Dataset entries

# # # # #

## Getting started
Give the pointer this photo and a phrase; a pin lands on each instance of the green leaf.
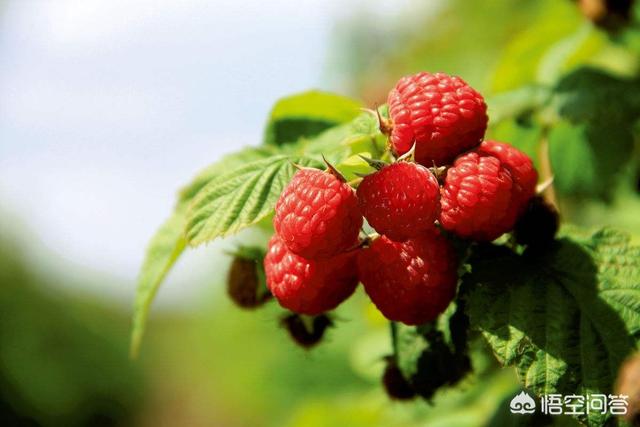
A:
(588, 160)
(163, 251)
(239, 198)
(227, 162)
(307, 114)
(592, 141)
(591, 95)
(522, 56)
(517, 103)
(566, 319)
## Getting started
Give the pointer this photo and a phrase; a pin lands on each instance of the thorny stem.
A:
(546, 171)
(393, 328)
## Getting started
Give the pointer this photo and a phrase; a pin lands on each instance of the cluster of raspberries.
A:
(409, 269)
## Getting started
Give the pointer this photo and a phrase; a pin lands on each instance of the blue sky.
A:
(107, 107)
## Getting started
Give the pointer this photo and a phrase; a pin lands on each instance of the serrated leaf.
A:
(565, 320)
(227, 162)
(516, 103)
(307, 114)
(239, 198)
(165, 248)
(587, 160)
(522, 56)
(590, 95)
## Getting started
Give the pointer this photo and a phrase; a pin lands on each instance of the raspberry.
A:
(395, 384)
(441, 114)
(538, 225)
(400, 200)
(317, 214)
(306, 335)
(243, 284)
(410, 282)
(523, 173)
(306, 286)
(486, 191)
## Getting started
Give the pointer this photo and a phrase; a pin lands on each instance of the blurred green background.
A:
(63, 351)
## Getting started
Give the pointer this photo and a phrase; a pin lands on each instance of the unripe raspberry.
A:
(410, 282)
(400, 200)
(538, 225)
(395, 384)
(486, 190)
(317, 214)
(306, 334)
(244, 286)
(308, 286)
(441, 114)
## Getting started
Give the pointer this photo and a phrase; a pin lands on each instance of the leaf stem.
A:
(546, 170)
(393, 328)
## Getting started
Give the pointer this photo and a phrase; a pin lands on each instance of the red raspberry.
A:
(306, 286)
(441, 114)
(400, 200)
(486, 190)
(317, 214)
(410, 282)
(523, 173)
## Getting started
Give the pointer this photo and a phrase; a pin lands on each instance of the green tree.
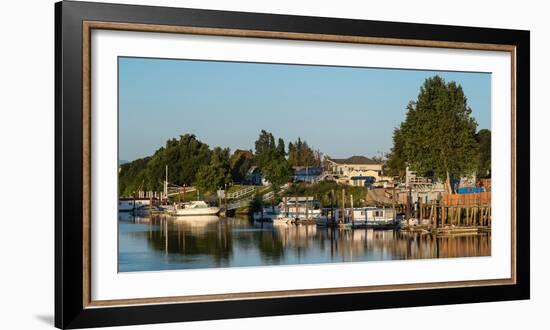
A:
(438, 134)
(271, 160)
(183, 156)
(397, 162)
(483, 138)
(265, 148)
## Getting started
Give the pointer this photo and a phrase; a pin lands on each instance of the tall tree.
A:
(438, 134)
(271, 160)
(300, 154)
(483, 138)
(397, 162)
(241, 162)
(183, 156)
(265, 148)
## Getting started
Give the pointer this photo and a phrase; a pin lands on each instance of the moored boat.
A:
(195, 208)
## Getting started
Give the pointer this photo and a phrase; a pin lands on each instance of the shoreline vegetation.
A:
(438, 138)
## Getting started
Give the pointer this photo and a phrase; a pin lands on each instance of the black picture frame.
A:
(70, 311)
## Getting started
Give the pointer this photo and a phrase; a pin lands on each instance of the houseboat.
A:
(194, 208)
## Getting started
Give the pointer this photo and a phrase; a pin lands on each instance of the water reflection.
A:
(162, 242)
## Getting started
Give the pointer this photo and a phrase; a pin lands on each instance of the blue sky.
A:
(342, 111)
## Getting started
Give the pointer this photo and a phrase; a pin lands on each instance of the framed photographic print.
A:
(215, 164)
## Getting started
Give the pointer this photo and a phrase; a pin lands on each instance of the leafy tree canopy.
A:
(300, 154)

# # # # #

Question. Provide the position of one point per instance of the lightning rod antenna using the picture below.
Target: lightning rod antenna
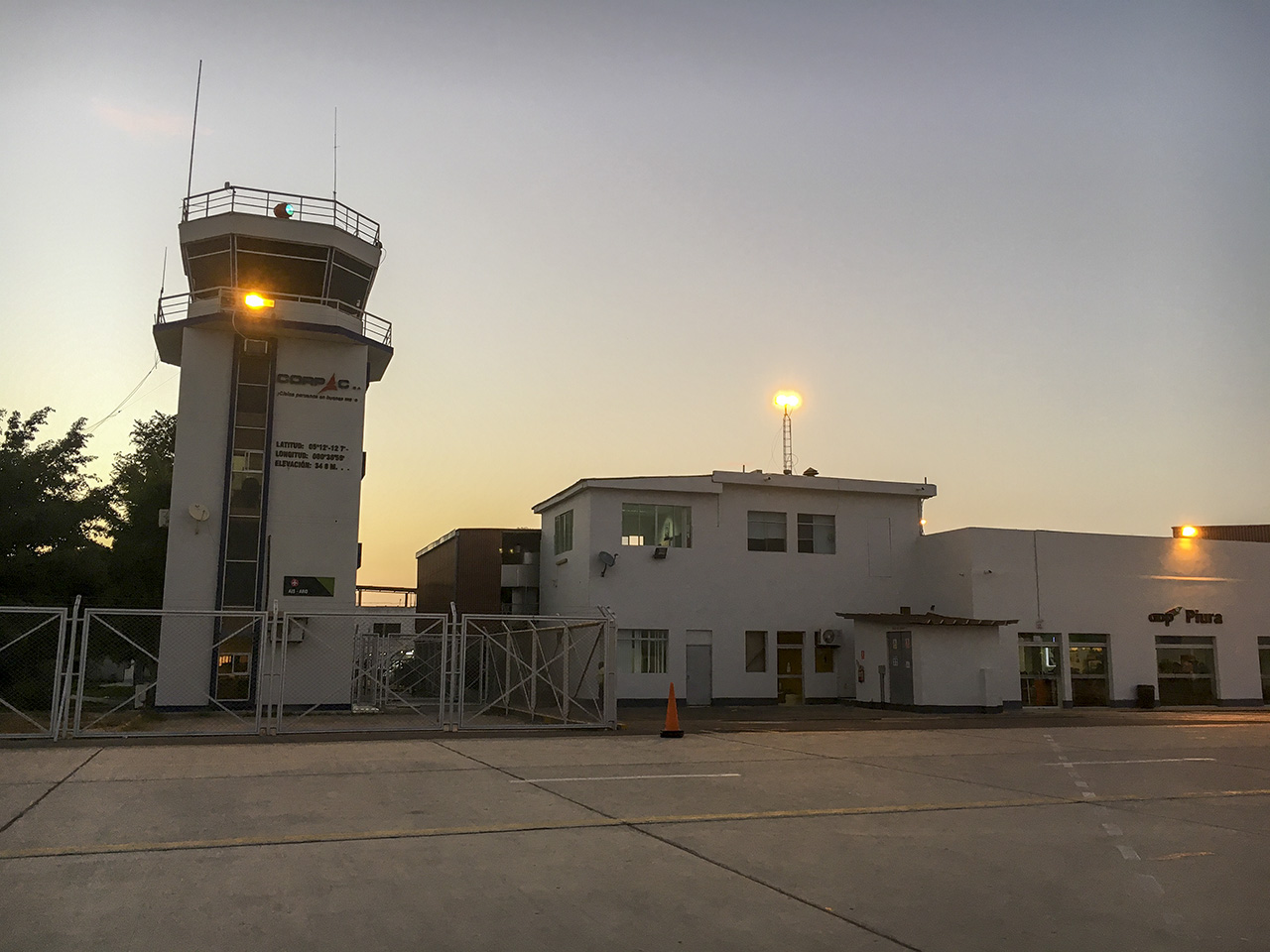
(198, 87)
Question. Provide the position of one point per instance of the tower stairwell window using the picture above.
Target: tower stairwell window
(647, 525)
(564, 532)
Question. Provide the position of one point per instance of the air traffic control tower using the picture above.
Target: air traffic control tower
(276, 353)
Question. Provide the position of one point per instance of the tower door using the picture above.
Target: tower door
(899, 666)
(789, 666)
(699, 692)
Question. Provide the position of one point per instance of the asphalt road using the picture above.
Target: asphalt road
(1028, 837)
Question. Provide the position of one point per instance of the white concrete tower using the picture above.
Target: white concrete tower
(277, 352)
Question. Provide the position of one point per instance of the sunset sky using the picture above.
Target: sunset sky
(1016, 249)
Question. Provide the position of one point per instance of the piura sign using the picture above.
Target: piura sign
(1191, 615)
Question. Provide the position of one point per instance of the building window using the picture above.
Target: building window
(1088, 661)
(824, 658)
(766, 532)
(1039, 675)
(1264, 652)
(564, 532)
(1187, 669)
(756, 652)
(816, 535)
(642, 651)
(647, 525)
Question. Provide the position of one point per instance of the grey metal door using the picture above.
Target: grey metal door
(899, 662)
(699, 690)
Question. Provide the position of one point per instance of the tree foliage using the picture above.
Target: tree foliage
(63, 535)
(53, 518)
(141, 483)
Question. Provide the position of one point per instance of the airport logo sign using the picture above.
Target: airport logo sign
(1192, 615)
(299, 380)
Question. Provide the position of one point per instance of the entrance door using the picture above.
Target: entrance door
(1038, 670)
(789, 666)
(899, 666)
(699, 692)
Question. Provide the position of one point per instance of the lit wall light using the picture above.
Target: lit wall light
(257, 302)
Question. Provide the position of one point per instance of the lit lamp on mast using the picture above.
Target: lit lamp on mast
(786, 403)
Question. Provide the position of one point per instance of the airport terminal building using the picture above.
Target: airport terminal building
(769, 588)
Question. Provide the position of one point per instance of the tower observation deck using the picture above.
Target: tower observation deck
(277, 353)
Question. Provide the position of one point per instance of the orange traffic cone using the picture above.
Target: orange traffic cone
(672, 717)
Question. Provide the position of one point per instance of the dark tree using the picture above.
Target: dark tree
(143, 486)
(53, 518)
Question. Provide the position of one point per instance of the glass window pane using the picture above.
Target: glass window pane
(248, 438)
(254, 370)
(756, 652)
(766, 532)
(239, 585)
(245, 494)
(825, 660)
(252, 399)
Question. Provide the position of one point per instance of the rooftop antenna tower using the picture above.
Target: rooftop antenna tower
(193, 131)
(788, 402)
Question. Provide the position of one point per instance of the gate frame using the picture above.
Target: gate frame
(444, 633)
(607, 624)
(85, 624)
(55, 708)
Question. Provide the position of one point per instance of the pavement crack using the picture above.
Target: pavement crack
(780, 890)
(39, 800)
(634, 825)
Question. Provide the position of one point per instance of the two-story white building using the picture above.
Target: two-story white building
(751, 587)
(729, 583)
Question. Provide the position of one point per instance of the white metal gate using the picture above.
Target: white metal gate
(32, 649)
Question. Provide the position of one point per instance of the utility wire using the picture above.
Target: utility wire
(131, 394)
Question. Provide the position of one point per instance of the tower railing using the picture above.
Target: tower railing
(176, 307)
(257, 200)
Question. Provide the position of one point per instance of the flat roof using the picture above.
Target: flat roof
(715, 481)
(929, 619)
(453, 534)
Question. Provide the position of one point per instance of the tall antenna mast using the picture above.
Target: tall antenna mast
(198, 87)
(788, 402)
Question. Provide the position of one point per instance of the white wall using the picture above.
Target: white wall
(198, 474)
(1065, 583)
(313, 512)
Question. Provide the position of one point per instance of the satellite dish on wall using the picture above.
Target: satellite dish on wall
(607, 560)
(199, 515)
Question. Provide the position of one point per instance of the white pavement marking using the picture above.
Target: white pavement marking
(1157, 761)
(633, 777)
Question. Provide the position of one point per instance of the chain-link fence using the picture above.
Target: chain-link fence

# # # # #

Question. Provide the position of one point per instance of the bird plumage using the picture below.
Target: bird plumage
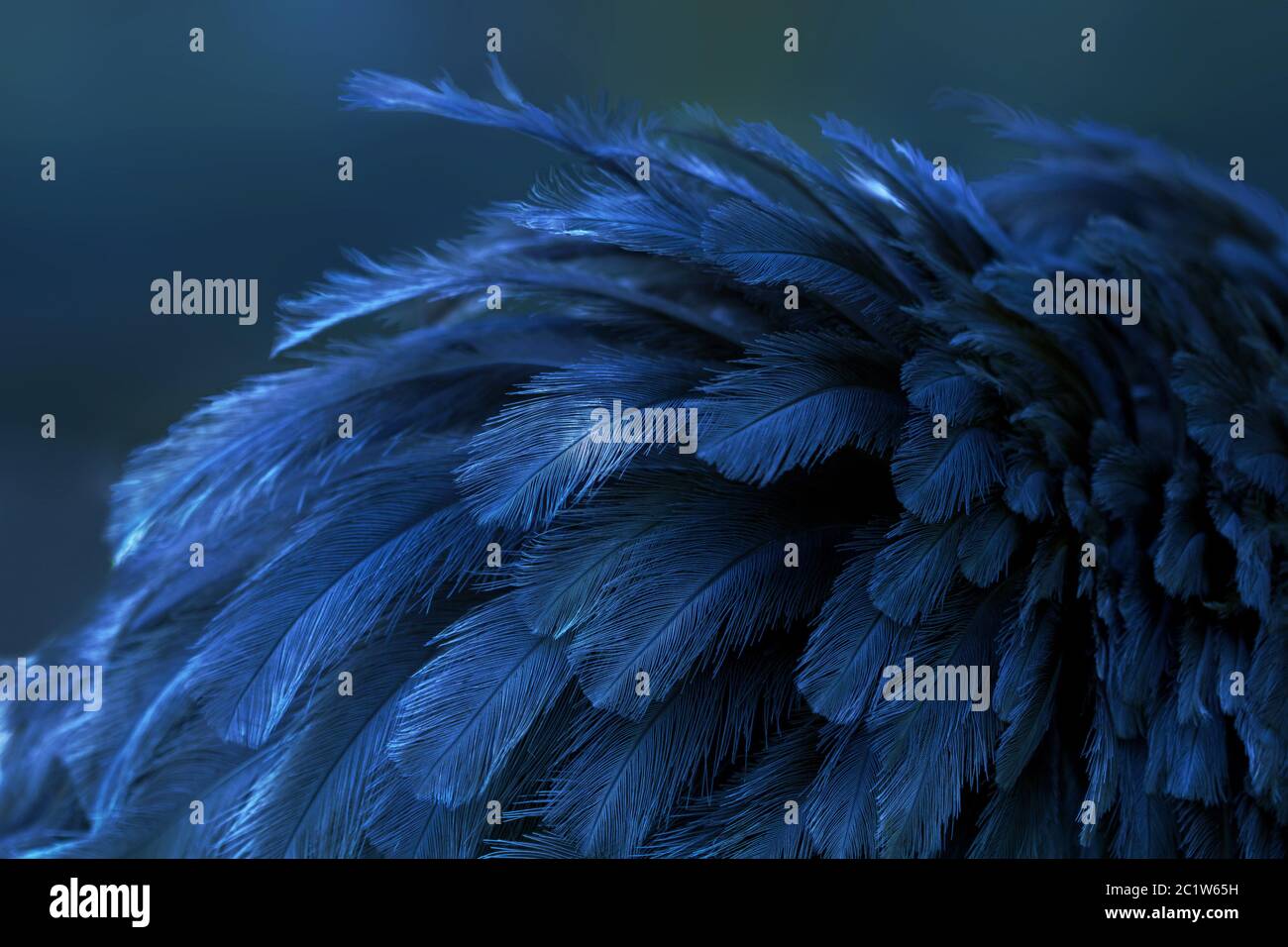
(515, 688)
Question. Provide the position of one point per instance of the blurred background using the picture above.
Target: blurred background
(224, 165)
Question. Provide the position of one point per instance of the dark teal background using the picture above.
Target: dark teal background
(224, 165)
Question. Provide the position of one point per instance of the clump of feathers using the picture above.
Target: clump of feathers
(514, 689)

# # # # #

Return each line of the dataset entries above that contains the string "plumage".

EXERCISE RESPONSE
Question. Provide the position of one point per instance of the bird plumage using the picture below.
Target: bird plumage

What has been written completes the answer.